**Task statement**
The copy should begin at the line containing "the laptop hinge" and end at the last line of the material. Please reproduce those lines exactly and keep pictures out.

Start of Data shown

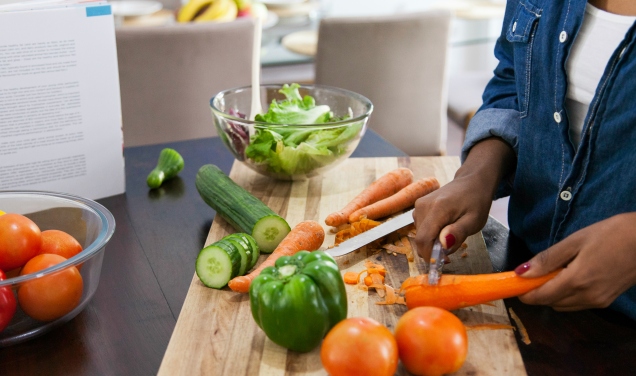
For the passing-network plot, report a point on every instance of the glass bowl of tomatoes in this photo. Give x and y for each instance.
(51, 251)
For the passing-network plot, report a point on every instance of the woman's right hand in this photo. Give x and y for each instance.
(460, 208)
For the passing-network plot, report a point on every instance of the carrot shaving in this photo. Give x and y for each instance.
(489, 327)
(351, 278)
(391, 298)
(522, 329)
(395, 248)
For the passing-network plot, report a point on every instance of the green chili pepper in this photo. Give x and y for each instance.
(299, 299)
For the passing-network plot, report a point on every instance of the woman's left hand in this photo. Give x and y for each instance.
(599, 261)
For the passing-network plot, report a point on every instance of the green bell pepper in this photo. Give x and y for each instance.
(299, 299)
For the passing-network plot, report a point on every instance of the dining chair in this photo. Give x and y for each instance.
(168, 74)
(399, 62)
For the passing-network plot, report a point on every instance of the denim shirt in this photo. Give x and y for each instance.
(555, 189)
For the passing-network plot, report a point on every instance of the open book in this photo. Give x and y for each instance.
(60, 110)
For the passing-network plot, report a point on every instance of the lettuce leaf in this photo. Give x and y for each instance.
(291, 151)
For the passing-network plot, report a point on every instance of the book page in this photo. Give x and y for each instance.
(60, 110)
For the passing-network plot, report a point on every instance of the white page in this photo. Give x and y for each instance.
(60, 110)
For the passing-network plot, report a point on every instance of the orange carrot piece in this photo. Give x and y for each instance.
(387, 185)
(307, 235)
(351, 278)
(403, 199)
(459, 291)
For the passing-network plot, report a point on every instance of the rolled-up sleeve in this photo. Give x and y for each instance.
(499, 114)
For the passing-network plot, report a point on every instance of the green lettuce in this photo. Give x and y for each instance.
(290, 151)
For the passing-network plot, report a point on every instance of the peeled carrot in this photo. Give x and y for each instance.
(459, 291)
(386, 186)
(403, 199)
(305, 236)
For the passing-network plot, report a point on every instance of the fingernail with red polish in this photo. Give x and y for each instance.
(522, 268)
(450, 240)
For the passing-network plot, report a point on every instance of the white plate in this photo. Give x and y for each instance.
(126, 8)
(282, 2)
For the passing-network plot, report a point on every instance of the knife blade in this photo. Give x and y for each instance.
(377, 232)
(436, 263)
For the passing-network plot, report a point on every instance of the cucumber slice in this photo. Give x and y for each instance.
(246, 258)
(216, 265)
(269, 231)
(241, 209)
(255, 250)
(241, 238)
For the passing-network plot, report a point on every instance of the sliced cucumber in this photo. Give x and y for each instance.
(217, 264)
(252, 246)
(269, 231)
(241, 209)
(241, 248)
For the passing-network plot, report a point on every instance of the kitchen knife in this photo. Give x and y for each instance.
(436, 263)
(377, 232)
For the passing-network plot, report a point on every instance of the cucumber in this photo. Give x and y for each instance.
(252, 246)
(242, 249)
(217, 264)
(168, 166)
(240, 208)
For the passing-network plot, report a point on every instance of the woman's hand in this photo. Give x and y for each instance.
(460, 208)
(599, 261)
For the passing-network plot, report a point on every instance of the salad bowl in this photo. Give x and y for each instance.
(301, 132)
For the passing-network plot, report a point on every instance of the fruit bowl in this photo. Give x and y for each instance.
(91, 224)
(275, 144)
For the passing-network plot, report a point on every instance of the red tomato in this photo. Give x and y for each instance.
(7, 304)
(359, 346)
(431, 341)
(59, 243)
(20, 240)
(53, 296)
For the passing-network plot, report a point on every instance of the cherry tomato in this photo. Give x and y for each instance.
(431, 341)
(8, 304)
(359, 346)
(20, 240)
(59, 243)
(52, 296)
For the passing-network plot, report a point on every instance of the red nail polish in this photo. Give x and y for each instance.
(522, 268)
(450, 240)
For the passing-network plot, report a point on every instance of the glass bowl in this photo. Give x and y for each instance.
(322, 146)
(87, 221)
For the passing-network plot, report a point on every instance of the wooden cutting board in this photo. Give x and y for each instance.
(216, 334)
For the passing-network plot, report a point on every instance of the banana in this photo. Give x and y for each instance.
(219, 11)
(208, 10)
(191, 9)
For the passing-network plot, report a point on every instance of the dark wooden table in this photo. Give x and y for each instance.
(149, 263)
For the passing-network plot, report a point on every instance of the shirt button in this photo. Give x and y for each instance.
(566, 196)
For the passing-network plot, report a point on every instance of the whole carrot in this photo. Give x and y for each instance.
(387, 185)
(403, 199)
(305, 236)
(459, 291)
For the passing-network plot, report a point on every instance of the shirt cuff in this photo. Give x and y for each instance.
(494, 122)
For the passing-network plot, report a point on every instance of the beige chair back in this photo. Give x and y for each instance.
(168, 74)
(399, 63)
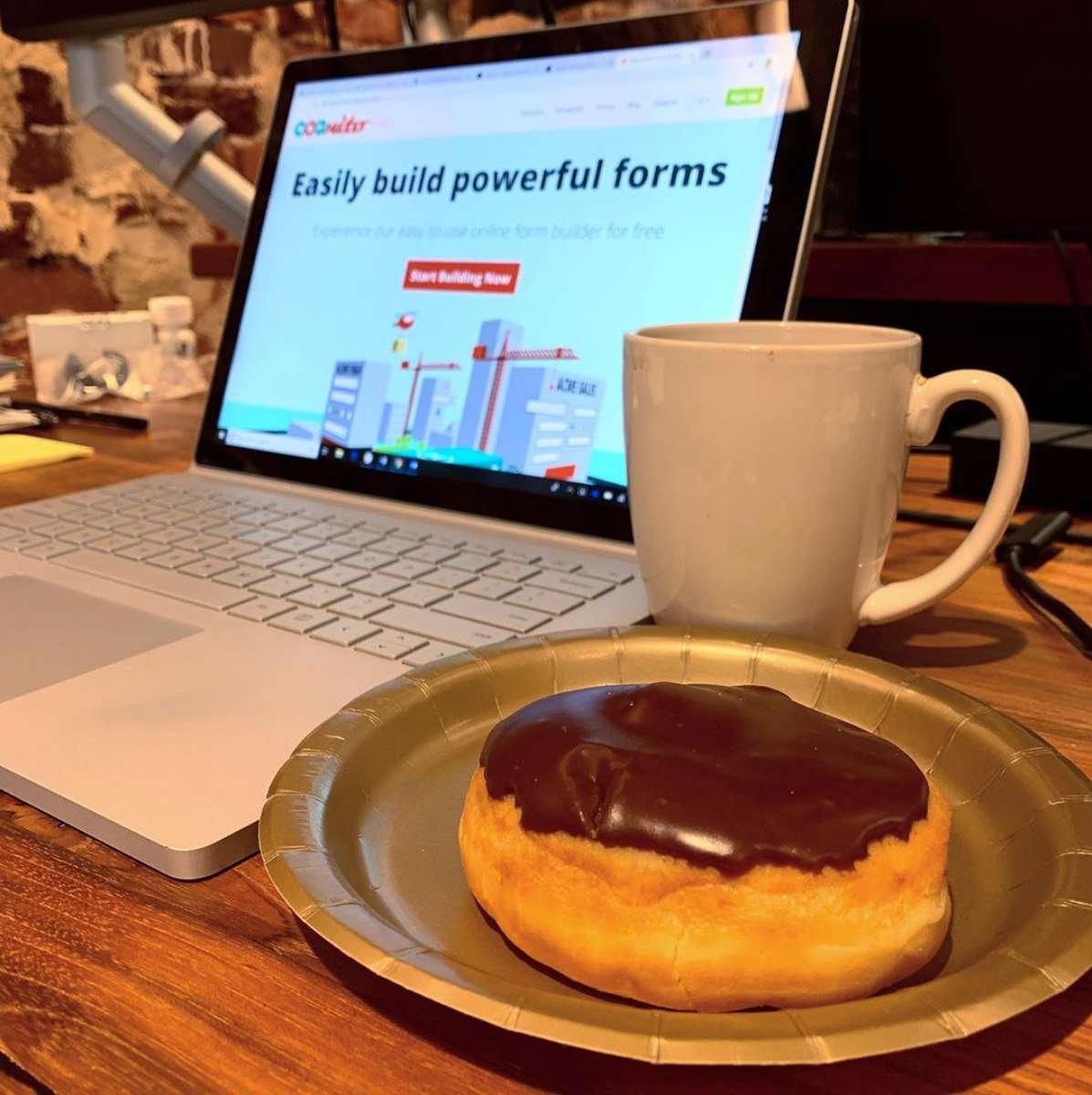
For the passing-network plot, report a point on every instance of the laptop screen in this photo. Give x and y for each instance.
(449, 258)
(449, 242)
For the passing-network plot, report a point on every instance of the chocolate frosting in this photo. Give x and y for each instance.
(720, 777)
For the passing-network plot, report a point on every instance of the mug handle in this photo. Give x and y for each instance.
(929, 400)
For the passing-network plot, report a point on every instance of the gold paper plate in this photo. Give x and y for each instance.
(359, 838)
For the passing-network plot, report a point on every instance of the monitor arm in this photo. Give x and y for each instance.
(179, 156)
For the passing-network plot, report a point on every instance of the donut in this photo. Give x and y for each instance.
(707, 848)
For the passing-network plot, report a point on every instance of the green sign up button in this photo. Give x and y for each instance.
(744, 97)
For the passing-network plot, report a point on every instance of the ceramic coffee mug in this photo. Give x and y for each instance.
(764, 466)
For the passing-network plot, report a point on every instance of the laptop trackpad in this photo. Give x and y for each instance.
(51, 634)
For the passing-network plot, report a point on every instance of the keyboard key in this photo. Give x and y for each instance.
(229, 530)
(170, 583)
(278, 585)
(332, 553)
(291, 524)
(198, 543)
(444, 540)
(429, 623)
(301, 621)
(204, 568)
(367, 559)
(493, 589)
(359, 537)
(390, 644)
(141, 551)
(344, 632)
(259, 518)
(261, 609)
(265, 557)
(50, 508)
(22, 519)
(297, 545)
(197, 524)
(361, 606)
(555, 561)
(231, 550)
(378, 585)
(483, 547)
(49, 550)
(616, 573)
(173, 558)
(114, 542)
(492, 612)
(394, 546)
(169, 536)
(262, 537)
(448, 579)
(330, 530)
(318, 597)
(407, 568)
(284, 506)
(422, 596)
(511, 572)
(432, 652)
(470, 561)
(81, 536)
(300, 567)
(575, 584)
(243, 576)
(544, 600)
(338, 575)
(109, 521)
(58, 528)
(432, 553)
(142, 529)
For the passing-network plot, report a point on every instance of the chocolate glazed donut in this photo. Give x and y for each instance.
(706, 847)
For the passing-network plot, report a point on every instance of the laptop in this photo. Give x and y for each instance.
(413, 438)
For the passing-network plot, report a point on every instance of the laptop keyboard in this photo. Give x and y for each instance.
(407, 591)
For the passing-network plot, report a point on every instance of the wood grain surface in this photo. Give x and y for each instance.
(115, 979)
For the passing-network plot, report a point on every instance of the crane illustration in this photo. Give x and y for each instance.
(505, 355)
(422, 366)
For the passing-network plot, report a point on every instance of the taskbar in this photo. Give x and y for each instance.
(400, 464)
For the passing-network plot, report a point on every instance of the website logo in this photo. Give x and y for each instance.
(319, 127)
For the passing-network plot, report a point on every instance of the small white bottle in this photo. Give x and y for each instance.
(172, 317)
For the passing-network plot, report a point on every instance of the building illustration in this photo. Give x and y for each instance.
(548, 422)
(525, 410)
(355, 404)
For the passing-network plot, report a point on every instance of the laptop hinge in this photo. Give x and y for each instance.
(407, 512)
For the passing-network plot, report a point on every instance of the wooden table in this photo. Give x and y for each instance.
(114, 979)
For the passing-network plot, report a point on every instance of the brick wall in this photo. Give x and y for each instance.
(81, 225)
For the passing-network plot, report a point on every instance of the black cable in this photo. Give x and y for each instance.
(1015, 573)
(950, 521)
(1069, 273)
(333, 34)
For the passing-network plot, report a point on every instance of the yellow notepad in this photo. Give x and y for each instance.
(21, 450)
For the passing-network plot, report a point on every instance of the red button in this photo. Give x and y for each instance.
(452, 276)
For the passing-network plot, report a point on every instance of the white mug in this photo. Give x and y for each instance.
(764, 465)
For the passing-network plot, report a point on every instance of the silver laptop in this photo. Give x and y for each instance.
(413, 441)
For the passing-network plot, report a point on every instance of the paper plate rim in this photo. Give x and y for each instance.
(308, 880)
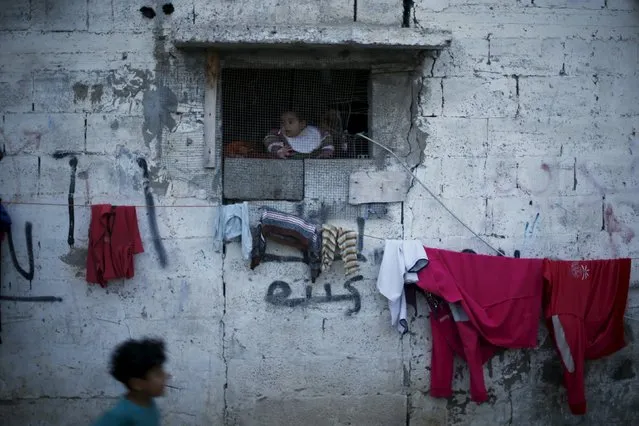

End of Data shown

**Task output**
For the passing-network plot, report a point on every instance of the laptop hinge in this photo. Give x and y for each instance.
(407, 512)
For the passing-network plot, report a point on every instance of the wooden table in this photo. Give x and y for each instance.
(114, 979)
For the passing-network plot, report a point on every instance of the brick wall in this photo. Give x and y for each instance.
(81, 225)
For the passing-network plot, report a point on every instance of the black cable in this photo. Give x and y for each instance.
(1015, 573)
(950, 521)
(1069, 273)
(333, 34)
For the passing-network plot, report a point on every instance of the yellow notepad in this photo. Give x and y for each instance.
(21, 450)
For the passing-network plot, report a point on every instance of the red button in this photo. Give x and y for each instance.
(452, 276)
For the passing-network plot, report a point on every instance of the white mug in this photo. Give x and y for each instance.
(764, 465)
For the passing-network plot, report a point on every instance of the silver laptop in this photo. Give x and y for each instance.
(413, 441)
For the passing-network plot, report a point on every instance of the paper plate rim in this photo. Give x and y for each instance.
(308, 880)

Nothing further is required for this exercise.